DIRECTIONS FOR THIS TASK: Collect every line in the items below that contains the word "blue", matching case exactly.

EXCERPTED RECORDS:
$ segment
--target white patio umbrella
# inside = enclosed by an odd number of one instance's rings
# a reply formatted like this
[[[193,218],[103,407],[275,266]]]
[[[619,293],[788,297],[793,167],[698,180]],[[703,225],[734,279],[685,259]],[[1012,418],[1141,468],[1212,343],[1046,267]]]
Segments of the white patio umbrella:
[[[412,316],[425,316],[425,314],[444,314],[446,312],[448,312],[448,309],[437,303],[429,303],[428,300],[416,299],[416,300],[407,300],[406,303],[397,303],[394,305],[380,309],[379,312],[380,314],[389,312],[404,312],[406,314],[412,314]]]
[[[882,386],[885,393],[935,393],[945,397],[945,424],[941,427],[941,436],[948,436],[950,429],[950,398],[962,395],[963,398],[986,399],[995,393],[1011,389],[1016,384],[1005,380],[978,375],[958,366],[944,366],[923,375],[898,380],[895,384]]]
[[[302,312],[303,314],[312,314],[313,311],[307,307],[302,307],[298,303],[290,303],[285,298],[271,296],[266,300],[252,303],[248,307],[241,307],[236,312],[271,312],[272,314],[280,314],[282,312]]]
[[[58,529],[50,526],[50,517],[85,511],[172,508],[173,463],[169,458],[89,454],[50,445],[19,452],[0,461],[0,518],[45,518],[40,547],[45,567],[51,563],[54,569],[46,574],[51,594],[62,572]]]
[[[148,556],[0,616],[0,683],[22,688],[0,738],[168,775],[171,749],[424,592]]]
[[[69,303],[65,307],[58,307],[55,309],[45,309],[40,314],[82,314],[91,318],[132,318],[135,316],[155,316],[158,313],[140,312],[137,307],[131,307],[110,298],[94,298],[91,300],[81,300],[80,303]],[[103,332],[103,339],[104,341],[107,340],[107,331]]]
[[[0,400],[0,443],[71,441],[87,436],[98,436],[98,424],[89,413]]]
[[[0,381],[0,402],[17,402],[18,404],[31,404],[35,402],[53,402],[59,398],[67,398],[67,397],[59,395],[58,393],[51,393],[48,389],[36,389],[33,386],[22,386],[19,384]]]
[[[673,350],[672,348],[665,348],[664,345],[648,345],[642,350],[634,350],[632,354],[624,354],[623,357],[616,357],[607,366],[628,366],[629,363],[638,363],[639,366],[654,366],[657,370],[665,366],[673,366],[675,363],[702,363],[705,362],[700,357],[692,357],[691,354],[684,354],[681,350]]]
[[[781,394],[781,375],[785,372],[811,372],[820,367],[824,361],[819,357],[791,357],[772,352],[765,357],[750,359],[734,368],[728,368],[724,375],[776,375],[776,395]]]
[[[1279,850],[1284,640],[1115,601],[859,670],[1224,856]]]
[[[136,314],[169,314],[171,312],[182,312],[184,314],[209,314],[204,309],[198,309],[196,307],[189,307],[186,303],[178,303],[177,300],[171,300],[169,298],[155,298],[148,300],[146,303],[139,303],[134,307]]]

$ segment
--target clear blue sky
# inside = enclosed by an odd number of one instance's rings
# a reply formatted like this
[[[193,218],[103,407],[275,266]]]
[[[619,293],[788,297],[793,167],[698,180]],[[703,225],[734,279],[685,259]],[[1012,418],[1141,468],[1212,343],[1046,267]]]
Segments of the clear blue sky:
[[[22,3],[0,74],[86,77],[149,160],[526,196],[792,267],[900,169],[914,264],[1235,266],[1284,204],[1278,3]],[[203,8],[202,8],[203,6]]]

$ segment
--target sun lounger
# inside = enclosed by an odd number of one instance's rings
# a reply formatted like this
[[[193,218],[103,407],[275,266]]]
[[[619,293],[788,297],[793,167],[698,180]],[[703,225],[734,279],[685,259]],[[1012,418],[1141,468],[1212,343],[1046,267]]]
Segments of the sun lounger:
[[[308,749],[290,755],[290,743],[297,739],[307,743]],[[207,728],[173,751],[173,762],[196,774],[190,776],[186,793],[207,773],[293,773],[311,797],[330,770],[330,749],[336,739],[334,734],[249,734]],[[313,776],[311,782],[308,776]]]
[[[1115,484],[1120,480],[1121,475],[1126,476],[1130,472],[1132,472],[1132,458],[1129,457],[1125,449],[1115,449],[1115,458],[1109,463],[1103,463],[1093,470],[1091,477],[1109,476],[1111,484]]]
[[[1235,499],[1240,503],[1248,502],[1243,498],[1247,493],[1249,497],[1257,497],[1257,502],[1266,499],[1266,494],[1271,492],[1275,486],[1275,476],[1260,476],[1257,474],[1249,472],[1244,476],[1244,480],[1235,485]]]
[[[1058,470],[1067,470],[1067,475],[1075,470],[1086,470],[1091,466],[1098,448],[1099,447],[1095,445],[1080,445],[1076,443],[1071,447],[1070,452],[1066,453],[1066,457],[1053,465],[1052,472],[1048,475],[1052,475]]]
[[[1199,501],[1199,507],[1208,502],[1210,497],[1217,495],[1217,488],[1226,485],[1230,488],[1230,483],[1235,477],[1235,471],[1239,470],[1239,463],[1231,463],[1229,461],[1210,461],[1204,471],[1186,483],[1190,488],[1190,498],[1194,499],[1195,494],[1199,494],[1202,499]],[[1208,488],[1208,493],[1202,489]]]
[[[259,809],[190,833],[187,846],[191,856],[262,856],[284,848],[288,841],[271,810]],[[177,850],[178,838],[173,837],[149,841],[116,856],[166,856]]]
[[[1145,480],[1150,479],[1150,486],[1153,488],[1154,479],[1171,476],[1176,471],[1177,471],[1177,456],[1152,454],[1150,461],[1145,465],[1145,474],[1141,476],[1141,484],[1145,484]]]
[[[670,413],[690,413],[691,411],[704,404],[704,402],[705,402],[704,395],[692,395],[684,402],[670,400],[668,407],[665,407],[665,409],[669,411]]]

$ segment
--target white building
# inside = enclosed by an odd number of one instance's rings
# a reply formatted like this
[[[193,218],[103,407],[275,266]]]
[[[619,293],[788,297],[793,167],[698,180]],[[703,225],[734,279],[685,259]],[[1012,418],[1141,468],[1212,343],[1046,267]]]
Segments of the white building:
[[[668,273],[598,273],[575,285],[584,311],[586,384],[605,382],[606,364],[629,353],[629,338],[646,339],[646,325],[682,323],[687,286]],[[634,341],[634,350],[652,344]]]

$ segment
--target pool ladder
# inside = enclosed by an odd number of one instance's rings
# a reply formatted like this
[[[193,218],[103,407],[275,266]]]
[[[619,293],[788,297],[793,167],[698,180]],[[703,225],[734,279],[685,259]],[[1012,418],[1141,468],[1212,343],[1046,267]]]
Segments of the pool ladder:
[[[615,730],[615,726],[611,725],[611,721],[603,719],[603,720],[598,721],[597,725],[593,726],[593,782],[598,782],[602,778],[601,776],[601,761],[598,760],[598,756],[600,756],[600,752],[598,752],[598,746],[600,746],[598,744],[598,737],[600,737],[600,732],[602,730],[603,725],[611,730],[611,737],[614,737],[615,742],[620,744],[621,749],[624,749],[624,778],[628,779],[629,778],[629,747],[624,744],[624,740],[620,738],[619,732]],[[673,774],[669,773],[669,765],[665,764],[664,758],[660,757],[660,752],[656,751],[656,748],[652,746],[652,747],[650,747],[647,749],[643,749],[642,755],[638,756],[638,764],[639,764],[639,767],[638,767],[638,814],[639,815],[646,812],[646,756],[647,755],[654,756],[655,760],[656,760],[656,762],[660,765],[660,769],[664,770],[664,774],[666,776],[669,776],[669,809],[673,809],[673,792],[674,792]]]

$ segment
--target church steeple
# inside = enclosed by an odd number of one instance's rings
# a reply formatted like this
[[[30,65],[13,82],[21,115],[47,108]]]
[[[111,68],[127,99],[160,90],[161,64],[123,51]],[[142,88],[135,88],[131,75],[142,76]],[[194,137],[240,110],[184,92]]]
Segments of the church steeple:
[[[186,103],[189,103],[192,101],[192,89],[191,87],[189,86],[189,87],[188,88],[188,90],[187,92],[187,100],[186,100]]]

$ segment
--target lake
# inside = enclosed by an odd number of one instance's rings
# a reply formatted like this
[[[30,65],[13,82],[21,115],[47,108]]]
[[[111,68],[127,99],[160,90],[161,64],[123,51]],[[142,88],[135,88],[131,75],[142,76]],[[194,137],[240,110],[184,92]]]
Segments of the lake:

OUTPUT FOR THIS TASK:
--target clear blue sky
Segments of the clear blue sky:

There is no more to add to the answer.